Copy the data word for word, from the line containing "Would you mind pointing to the black" through the final line of the data.

Material supplied:
============

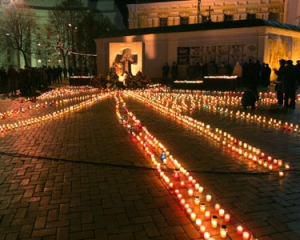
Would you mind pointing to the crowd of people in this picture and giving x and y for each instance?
(130, 81)
(288, 79)
(249, 73)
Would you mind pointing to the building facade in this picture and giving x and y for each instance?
(161, 14)
(41, 9)
(217, 43)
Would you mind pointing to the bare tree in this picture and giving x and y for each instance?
(63, 24)
(18, 23)
(73, 29)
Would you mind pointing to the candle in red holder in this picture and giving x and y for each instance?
(176, 174)
(207, 214)
(246, 236)
(227, 218)
(239, 230)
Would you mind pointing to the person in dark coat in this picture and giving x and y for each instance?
(174, 71)
(265, 75)
(249, 97)
(290, 82)
(278, 86)
(165, 72)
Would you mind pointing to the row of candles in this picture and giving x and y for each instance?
(66, 91)
(238, 147)
(206, 216)
(58, 103)
(216, 104)
(27, 122)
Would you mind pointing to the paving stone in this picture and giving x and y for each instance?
(70, 178)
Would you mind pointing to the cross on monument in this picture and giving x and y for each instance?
(126, 59)
(209, 10)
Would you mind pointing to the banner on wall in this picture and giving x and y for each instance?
(220, 53)
(126, 57)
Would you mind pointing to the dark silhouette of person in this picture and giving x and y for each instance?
(165, 71)
(278, 86)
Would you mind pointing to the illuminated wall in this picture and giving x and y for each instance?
(264, 43)
(126, 57)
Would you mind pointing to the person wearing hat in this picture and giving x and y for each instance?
(290, 84)
(278, 86)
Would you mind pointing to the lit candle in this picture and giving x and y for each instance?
(223, 231)
(221, 212)
(217, 207)
(214, 221)
(270, 167)
(206, 235)
(246, 236)
(197, 200)
(176, 174)
(207, 214)
(202, 207)
(198, 222)
(239, 230)
(281, 173)
(227, 218)
(202, 229)
(182, 184)
(287, 166)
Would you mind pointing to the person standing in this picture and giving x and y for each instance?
(174, 71)
(165, 71)
(278, 86)
(238, 71)
(290, 77)
(265, 75)
(4, 80)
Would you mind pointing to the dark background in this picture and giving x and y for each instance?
(123, 9)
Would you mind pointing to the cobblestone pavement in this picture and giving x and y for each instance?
(80, 175)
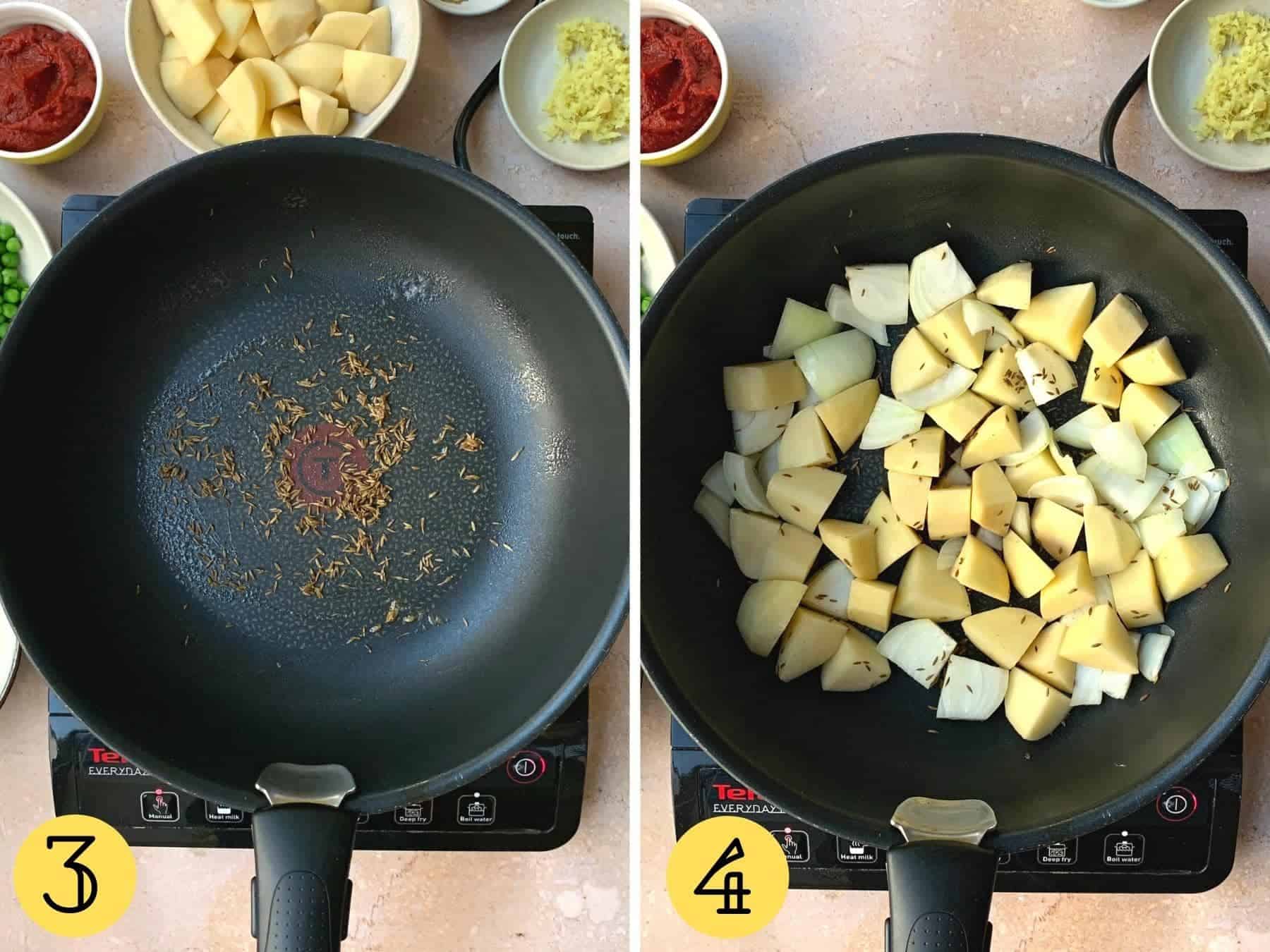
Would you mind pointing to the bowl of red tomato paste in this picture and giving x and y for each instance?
(685, 83)
(51, 97)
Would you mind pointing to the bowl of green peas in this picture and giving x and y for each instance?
(25, 250)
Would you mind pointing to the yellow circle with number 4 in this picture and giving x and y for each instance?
(75, 876)
(728, 877)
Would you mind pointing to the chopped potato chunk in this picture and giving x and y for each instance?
(909, 495)
(857, 666)
(1003, 382)
(930, 592)
(1111, 541)
(1003, 634)
(948, 334)
(870, 603)
(1103, 386)
(996, 437)
(1187, 564)
(854, 544)
(1028, 570)
(845, 414)
(981, 569)
(992, 498)
(960, 415)
(1156, 365)
(1041, 659)
(1099, 640)
(1071, 588)
(1136, 593)
(1056, 528)
(1058, 317)
(1033, 707)
(916, 363)
(895, 539)
(1147, 408)
(811, 640)
(1114, 330)
(948, 513)
(761, 386)
(921, 455)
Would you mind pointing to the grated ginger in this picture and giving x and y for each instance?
(1236, 97)
(592, 90)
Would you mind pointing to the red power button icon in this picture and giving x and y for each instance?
(1176, 804)
(526, 767)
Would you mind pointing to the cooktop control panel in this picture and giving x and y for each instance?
(531, 803)
(1184, 842)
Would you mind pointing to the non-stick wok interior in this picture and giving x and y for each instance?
(164, 293)
(846, 761)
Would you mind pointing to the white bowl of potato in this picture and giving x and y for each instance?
(211, 68)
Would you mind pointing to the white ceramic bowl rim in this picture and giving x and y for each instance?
(516, 126)
(366, 131)
(35, 231)
(687, 17)
(1168, 127)
(68, 25)
(465, 11)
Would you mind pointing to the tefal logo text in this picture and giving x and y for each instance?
(725, 791)
(104, 755)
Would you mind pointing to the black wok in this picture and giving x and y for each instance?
(158, 314)
(845, 763)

============

Full response:
Would you mind pointing to the black wok in this picture and giving x and y for each instance?
(158, 314)
(845, 763)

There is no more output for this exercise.